(Records from a collection)
——
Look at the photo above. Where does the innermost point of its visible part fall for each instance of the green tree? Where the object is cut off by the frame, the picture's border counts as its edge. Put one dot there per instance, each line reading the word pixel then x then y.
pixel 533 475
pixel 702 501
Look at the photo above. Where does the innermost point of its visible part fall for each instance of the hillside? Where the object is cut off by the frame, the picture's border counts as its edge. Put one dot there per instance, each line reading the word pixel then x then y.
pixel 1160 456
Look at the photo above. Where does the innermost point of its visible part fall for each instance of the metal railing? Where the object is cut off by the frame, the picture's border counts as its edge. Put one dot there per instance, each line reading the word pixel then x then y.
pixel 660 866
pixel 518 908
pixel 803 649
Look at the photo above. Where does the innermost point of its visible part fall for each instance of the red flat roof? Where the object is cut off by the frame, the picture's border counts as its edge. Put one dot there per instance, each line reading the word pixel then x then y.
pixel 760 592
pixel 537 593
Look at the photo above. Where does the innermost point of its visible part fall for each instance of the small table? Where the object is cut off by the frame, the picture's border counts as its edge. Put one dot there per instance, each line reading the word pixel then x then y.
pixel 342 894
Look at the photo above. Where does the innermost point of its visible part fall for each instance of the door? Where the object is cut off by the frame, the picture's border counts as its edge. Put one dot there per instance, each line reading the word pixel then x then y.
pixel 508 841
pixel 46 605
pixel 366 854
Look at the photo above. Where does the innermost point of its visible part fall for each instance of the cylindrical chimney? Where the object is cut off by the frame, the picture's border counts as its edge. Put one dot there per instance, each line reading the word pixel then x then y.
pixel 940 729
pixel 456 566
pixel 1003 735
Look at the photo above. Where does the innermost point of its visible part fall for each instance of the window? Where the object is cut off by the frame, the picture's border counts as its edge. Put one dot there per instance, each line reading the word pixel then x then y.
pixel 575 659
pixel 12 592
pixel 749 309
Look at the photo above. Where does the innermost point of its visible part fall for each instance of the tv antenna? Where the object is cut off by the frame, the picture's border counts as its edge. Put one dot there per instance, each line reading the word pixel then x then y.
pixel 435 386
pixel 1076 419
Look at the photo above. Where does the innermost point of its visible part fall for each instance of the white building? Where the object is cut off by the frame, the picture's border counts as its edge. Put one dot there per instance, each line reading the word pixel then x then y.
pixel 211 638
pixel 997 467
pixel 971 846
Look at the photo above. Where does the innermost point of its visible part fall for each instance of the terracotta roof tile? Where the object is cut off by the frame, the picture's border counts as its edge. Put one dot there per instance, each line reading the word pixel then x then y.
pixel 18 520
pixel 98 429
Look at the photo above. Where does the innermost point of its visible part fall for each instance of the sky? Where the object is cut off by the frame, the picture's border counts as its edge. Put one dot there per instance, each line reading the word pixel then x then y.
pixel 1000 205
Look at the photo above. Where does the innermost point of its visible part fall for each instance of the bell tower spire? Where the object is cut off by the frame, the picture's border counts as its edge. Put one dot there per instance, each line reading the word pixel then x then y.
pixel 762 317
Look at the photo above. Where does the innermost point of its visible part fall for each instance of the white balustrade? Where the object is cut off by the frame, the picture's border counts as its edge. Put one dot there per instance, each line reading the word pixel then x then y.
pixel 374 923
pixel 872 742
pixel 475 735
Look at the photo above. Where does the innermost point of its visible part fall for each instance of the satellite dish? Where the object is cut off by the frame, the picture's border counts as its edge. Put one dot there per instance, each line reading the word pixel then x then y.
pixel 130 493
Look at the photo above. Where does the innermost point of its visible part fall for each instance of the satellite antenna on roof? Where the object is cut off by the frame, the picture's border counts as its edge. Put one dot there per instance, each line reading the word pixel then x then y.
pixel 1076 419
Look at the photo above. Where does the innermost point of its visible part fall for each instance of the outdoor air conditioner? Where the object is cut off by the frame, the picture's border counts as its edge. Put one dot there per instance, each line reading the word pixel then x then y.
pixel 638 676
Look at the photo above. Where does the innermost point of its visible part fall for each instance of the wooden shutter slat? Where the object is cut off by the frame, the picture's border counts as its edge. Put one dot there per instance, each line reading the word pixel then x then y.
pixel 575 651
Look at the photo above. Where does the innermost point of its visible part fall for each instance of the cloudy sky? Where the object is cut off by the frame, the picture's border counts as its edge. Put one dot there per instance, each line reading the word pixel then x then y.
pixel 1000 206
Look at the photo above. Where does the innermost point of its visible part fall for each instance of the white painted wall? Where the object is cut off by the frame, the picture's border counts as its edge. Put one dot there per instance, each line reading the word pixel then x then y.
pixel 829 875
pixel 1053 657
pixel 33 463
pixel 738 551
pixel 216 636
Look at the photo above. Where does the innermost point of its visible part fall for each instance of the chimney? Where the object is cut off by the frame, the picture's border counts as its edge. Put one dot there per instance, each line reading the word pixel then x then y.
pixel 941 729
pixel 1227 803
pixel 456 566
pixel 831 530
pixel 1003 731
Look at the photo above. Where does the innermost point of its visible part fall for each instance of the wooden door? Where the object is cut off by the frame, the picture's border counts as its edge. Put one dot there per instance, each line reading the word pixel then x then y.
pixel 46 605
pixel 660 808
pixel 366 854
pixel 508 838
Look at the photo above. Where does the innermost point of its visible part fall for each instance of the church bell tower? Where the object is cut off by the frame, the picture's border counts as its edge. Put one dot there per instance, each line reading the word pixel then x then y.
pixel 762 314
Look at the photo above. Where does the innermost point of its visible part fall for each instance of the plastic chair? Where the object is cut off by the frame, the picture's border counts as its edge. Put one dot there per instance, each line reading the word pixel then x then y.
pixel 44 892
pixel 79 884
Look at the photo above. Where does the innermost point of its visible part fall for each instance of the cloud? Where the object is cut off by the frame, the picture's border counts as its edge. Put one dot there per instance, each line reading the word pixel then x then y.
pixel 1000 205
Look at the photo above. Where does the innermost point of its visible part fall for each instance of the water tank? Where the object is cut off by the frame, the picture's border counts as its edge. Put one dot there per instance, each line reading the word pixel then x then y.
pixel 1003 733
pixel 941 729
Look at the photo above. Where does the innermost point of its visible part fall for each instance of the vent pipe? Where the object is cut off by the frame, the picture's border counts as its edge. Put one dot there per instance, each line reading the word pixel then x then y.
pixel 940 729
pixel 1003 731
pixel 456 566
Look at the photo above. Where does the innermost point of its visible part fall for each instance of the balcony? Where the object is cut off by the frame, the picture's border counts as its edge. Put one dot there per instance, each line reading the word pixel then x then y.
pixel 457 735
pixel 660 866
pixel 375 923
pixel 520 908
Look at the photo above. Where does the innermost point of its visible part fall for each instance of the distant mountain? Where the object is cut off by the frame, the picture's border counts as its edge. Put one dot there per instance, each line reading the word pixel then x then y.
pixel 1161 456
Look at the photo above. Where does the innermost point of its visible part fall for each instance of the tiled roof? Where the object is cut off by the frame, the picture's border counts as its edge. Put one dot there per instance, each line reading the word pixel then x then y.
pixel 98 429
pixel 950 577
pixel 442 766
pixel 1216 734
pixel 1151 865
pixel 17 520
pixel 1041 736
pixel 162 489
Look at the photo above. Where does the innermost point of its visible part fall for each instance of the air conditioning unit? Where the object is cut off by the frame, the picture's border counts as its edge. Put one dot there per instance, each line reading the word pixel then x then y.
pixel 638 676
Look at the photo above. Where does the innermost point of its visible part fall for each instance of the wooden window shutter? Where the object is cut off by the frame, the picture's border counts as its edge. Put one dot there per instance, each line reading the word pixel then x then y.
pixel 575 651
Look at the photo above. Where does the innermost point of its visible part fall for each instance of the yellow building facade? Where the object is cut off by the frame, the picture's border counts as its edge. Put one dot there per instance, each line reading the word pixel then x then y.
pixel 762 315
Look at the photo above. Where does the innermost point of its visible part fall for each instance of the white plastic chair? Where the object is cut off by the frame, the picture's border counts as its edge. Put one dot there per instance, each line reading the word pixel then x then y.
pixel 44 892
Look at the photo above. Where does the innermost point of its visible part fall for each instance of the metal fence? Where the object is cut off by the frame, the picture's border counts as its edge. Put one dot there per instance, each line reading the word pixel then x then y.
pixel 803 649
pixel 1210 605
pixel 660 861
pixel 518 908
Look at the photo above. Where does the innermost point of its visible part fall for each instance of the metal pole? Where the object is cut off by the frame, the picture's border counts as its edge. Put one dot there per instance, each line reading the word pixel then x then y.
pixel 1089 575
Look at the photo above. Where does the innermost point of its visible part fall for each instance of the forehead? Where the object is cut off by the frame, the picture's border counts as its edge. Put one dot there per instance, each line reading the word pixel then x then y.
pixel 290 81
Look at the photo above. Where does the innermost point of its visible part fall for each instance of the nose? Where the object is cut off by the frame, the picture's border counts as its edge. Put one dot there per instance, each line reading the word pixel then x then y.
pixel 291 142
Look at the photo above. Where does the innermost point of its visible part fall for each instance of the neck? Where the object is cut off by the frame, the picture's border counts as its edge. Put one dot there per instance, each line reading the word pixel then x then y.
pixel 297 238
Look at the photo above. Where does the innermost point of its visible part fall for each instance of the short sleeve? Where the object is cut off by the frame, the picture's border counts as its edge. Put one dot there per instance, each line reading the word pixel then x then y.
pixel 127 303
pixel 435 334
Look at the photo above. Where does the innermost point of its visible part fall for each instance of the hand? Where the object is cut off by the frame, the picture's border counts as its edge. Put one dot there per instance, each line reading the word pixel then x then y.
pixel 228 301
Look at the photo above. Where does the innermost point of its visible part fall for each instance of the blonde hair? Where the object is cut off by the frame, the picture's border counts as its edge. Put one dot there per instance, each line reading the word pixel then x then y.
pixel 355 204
——
- **Given exercise**:
Render the stretch of entries from the line containing "the wooden shutter" through the line containing "pixel 1000 206" as a JSON list of strings, one string per line, omitting any blank lines.

- **Result of the task**:
[
  "Look at the photo above. Where does the innermost point of its visible part fall for each instance of the wooden shutter slat? Where the object is cut off by the frame, the picture's border counts as its edge. Put one dot there per instance, each line reading the word pixel then x then y.",
  "pixel 575 651",
  "Look at the photo above. Where does the innermost point of its visible part fall for each instance of the cloudy sky? Where the object is cut off by the frame, the picture's border counts as its edge. Put one dot there per instance, each line reading the word pixel then x then y.",
  "pixel 1000 206"
]